**GIVEN REQUEST 1**:
Render this sentence from the post on tracking solar panel output into Spanish: "I don’t know if it would work from a yearly bill."
**GIVEN REQUEST 2**:
In one to three sentences, explain why the post on tracking solar panel output advises copy-pasting bits of text from the string returned by pypdf when building regular expression searches.
**GIVEN REQUEST 3**:
From the post on tracking solar panel output, reproduce word for word the part that begins with the words "- What part" and ends with "our energy bills.".

**SELECTED EXCERPT**:
···

Tracking solar panel output and cost savings in Python
[updated graphs 2024-01-24]
Ever since we installed solar panels on our roof, I’ve been mildly obsessed with tracking its power output and our electricity consumption. The installation was done at the end of September of last year so I have yet to see its full potential!
I had three questions I wanted to answer:
- How much of our solar panel output do we consume ourselves?
- What part of our total energy consumption is covered by the solar panels?
- How much money are we actually saving?
In order to answer these questions, I needed to combine the data from two different sources:
- The solar panel power output - from the solar panel system itself
- Our monthly electricity consumption and injection into the grid + prices - from our energy bills.
Solar panel system data
The solar panel system has a SolarEdge inverter, which connects to the internet and through an API, I can monitor the electricity output. For technical details, information can be found here. I’ve added a code snippet below as an example of how to obtain the information from the SolarEdge API.
Getting data from the energy bill
I’ve asked our energy provider (Luminus) for monthly bills that reflect our true consumption. I don’t know how it is in other countries, but here, typically you pay an advance (which is probably too high) and the balance is settled once a year. But I preferred to know how much we consume, and pay for it, each month. At least in Belgium (or perhaps only Flanders), this is possible with some providers, see also here. It took Luminus a while to change to monthly bills, that’s why I only have data from January 2023.
Based on these monthly invoices, I used a Python package called pypdf to convert the PDF to plain text and then I lifted the
useful information from that using regular expressions (re
) and a lot of patience.
I wanted to split the costs into the parts that are per kWh and the fixed parts, distinguish between
day and night rates, and between injecting into and drawing from the grid.
The details of how to parse the PDF and return a
Pandas dataframe are a bit boring, but you can find
the code right here.
A few things to remember if you want to try this yourself:
- Of course invoices from different providers will have different structures, so you’ll probably need to rewrite most of the code involving regular expressions unless your provider is Luminus (you need the detailed invoice).
- I don’t know if it would work from a yearly bill.
- pypdf doesn’t always extract characters in the unicode you might expect. I lost quite a bit of time until I realized that
'-' == '-'
returnedFalse
because of that. So best to copy-paste bits of text from the string returned by pypdf if you want to use it in regular expression searches.
Putting this together
Once the hard part is out of the way, the interesting part begins. By subtracting the injected energy from the total solar panel output, you can find out how much of your own solar power you consume yourself. Add that to the energy you got from the grid, and you know how much you consumed in total. All of this is easily done in pandas. I won’t put all of the code here because it’s rather straighforward but probably too specific for my case to be useful. But if you’re interested, reach out to me and I’ll happily share it.
I now have a Jupyter notebook where I just need to enter the paths to the monthly bills, and it automatically generates the following graphs.

···

**GIVEN INFORMATION**:
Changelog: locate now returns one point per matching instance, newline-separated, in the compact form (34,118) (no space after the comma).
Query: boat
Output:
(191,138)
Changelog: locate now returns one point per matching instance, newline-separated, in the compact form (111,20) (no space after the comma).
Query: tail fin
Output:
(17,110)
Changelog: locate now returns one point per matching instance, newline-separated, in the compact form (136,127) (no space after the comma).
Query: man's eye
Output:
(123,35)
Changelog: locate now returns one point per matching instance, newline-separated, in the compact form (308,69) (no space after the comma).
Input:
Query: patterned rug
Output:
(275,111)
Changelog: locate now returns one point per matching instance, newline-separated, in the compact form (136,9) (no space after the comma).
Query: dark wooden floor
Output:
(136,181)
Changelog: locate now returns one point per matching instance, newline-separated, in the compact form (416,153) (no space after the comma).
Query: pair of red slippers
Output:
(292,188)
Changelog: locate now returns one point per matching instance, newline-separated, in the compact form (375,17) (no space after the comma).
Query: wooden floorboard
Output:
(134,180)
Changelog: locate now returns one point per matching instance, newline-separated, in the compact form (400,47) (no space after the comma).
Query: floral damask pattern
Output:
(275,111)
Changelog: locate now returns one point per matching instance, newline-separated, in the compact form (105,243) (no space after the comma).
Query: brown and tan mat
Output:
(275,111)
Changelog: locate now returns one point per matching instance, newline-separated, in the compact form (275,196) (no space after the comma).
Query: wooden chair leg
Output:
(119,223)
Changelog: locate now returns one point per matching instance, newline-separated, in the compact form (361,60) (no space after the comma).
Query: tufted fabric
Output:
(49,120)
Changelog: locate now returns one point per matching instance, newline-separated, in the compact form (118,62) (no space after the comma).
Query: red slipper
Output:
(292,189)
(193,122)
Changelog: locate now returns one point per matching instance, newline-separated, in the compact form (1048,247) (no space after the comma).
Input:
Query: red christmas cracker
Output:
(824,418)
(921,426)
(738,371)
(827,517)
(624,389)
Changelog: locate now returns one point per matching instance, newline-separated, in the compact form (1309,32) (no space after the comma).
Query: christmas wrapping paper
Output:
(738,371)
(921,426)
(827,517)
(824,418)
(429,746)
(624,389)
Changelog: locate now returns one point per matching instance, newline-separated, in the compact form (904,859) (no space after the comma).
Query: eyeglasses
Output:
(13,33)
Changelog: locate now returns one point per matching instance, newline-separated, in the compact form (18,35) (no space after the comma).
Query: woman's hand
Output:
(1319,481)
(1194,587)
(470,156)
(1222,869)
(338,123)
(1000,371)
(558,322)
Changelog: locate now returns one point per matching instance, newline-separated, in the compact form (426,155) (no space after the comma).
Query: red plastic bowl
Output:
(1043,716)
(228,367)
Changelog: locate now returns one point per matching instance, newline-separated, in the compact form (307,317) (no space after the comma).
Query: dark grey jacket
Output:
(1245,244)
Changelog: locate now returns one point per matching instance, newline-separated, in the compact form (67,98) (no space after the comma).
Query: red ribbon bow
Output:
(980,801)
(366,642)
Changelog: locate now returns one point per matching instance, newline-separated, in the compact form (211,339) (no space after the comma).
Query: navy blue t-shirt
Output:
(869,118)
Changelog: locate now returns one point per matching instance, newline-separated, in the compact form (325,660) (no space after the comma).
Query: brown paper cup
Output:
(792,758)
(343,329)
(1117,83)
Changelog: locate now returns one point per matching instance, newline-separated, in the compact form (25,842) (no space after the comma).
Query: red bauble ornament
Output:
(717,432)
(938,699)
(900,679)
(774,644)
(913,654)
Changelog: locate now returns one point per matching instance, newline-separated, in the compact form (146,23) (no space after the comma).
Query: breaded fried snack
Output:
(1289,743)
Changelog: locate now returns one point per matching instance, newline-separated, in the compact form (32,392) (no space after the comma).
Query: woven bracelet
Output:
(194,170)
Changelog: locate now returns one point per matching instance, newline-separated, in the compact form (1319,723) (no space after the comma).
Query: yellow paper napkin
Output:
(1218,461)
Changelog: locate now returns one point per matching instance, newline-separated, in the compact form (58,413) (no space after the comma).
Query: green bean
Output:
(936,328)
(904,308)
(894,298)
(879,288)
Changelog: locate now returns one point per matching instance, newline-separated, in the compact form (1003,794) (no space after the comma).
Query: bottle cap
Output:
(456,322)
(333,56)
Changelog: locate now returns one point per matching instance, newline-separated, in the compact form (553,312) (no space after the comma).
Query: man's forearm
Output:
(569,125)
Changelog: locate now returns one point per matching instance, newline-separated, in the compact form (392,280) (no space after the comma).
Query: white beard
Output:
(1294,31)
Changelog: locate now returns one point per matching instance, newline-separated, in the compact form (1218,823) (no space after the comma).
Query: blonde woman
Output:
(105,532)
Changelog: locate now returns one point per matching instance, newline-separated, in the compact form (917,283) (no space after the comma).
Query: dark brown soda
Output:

···

**FULL RESPONSE 1**:
No sé si funcionaría a partir de una factura anual.

**FULL RESPONSE 2**:
pypdf doesn't always extract characters in the Unicode you might expect, so a character that looks the same as the one you type may not match it. The author lost quite a bit of time before realizing that this was why comparing two dashes, '-' == '-', returned False.

**FULL RESPONSE 3**:
- What part of our total energy consumption is covered by the solar panels?
- How much money are we actually saving?
In order to answer these questions, I needed to combine the data from two different sources:
- The solar panel power output - from the solar panel system itself
- Our monthly electricity consumption and injection into the grid + prices - from our energy bills.